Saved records
-.-.-

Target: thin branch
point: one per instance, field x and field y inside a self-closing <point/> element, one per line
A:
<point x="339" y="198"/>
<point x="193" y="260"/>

-.-.-

Direction: Copy out the lines of every record above word for word.

Result:
Target: thin branch
point: one per instance, field x and field y inside a self-closing <point/> element, one per line
A:
<point x="339" y="198"/>
<point x="193" y="260"/>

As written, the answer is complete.